When you file bankruptcy you are supposed to list any current lawsuits you have against anyone else, such as a medical malpractice suit, as well as any potential claim against a third party which claim may later result in you filing a lawsuit. Your lawsuits and claims are part of the bankruptcy estate. The trustee can either prosecute the lawsuit in your behalf or he can sell the claim or lawsuit and distribute proceeds to your creditors.
Frankly, some people do not list potential claims and possible future lawsuits. They figure they can file a lawsuit after the bankruptcy is over and that the trustee will not find out about it. One problem with this debtor strategy is that the person you later sue can dismiss the lawsuit because you did not list the claim in your bankruptcy.

● RECORD EXTRACTS:
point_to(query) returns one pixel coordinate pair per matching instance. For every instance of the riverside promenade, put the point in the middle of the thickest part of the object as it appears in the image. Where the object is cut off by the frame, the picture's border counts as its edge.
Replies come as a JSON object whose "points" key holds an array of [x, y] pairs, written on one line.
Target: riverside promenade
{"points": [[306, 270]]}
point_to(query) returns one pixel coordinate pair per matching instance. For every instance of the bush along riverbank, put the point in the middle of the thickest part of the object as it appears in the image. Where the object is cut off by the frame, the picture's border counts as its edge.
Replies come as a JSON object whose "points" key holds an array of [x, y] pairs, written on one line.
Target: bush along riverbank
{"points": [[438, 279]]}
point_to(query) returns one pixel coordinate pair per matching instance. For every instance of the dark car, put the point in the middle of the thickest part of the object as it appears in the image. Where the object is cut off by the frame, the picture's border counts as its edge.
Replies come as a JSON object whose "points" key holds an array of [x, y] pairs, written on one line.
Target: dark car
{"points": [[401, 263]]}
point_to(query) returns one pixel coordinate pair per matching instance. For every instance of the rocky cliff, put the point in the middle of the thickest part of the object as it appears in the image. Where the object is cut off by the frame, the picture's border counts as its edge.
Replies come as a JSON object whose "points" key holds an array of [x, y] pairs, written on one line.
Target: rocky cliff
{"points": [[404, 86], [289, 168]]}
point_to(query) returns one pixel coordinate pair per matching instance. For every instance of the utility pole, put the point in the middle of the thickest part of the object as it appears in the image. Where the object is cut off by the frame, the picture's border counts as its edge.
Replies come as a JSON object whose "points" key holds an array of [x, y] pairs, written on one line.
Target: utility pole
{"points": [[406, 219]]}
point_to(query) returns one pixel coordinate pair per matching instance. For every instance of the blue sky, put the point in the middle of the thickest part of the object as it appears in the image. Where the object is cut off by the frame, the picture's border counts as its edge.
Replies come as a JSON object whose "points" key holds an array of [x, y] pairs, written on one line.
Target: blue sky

● ACTIVITY 1:
Decide whether each statement agrees with the passage on bankruptcy and lawsuits. Answer yes or no, and quote the words of the passage that settle it.
(a) A debtor's lawsuits and claims belong to the bankruptcy estate.
(b) The trustee may sell a claim and give the proceeds to the debtor's creditors.
(c) A debtor filing bankruptcy needs to list only lawsuits that have already been filed.
● ACTIVITY 2: Write a continuation of the passage on bankruptcy and lawsuits, starting after its last sentence.
The lines that come after the passage stand as separate material and are not part of the passage.

● REPLY 1:
(a) Yes: "Your lawsuits and claims are part of the bankruptcy estate."
(b) Yes: "he can sell the claim or lawsuit and distribute proceeds to your creditors."
(c) No: "as well as any potential claim against a third party which claim may later result in you filing a lawsuit."

● REPLY 2:
I read a post in the Los Angeles Bankruptcy Law Monitor about a court which applied the theory of judicial estoppel to defend a lawsuit by a plaintiff who had recently filed bankruptcy and did not list the potential lawsuit as an asset. In laymen terms, judicial estoppel means you cannot take inconsistent positions in different judicial proceedings. You cannot tell the bankruptcy court you have no claims and then assert a claim in civil court soon thereafter. In this case, the court dismissed a lawsuit because the plaintiff’s recent bankruptcy asserted that the debtor had no claims or reasons to sue anyone.